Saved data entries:
____________________
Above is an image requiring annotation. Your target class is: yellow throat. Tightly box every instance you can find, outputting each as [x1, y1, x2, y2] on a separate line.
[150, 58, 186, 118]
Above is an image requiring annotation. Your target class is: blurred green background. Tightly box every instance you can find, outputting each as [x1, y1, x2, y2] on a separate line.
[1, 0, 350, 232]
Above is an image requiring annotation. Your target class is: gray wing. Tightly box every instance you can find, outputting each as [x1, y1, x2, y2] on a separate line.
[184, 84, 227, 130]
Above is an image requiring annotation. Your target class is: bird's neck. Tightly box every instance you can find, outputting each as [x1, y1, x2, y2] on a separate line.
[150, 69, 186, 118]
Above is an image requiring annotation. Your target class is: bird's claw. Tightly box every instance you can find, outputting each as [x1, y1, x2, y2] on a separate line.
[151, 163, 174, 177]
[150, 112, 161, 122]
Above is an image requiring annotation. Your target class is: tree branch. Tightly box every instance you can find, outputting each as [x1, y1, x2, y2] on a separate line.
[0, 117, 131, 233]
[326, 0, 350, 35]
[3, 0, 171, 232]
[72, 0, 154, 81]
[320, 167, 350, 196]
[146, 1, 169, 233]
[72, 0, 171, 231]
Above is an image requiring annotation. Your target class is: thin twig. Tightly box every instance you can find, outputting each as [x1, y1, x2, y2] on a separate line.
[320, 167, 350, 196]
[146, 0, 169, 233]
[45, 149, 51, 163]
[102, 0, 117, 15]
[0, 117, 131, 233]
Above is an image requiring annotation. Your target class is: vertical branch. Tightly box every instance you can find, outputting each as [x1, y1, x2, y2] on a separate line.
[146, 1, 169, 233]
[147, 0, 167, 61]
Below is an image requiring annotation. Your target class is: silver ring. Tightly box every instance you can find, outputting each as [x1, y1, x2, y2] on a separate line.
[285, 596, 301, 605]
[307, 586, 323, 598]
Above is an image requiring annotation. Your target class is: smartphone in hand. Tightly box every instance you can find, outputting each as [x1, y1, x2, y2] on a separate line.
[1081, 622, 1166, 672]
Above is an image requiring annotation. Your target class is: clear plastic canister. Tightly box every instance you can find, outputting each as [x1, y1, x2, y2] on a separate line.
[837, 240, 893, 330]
____________________
In full and without changes, copy the entries above.

Expected output:
Above is an image requiring annotation. Your target class is: yellow throat. Tightly box every instance you can find, outputting each as [x1, y1, x2, y2] on a separate line.
[150, 58, 186, 118]
Above is an image requiring annotation. Your target class is: blurred green background. Tightly box every instance you can find, outputting each as [x1, y1, x2, y2] on a separate line.
[1, 0, 350, 232]
Above is an image requiring annotation. Your target class is: gray wing. Tightly box every instance you can find, outputting each as [x1, y1, x2, y2] on a separate line.
[184, 84, 227, 130]
Above is an image requiring annotation. Your target class is: bird's neck. Tightly box every instance you can find, outputting each as [x1, y1, x2, y2] on a separate line.
[150, 69, 186, 118]
Above is an image requiring annotation. Your target class is: bird's claw. Tightly box every instance you can find, outputting each as [x1, y1, x2, y2] on a separate line.
[151, 163, 174, 177]
[150, 112, 161, 122]
Above is an image requiring annotation. Your target class is: tree branch. Tightly box every instance you can find, outputting each as [x1, y1, x2, y2] on a separate line.
[0, 117, 131, 233]
[326, 0, 350, 35]
[3, 0, 171, 232]
[72, 0, 154, 81]
[320, 167, 350, 196]
[146, 1, 169, 233]
[72, 0, 171, 231]
Above is an image requiring annotation. Your target class is: thin twig. Tightly box every instance you can find, outputting each as [x1, y1, x2, y2] on a separate line.
[320, 167, 350, 196]
[146, 0, 169, 233]
[45, 149, 51, 163]
[102, 0, 117, 15]
[0, 117, 131, 233]
Above is an image requiring annotation. Your target class is: vertical branch. Tightly box every instance you can find, outputting each as [x1, y1, x2, y2] on a separate line.
[146, 1, 169, 233]
[147, 0, 167, 61]
Below is an image requiring annotation. Your target class is: silver ring. Tightly box every instance you can find, outputting each as [x1, y1, x2, y2] on a separate line.
[285, 596, 301, 605]
[307, 586, 323, 598]
Above is an image requiring annotation. Your target class is: smartphone in hand. Tightly box every instance you can find, outputting each as [x1, y1, x2, y2] on a separate line.
[1081, 622, 1166, 672]
Above is an image requiring annotation. Your target class is: clear plastic canister. Tightly box every instance you can find, outputting each as [x1, y1, x2, y2] on a separate line.
[837, 240, 893, 330]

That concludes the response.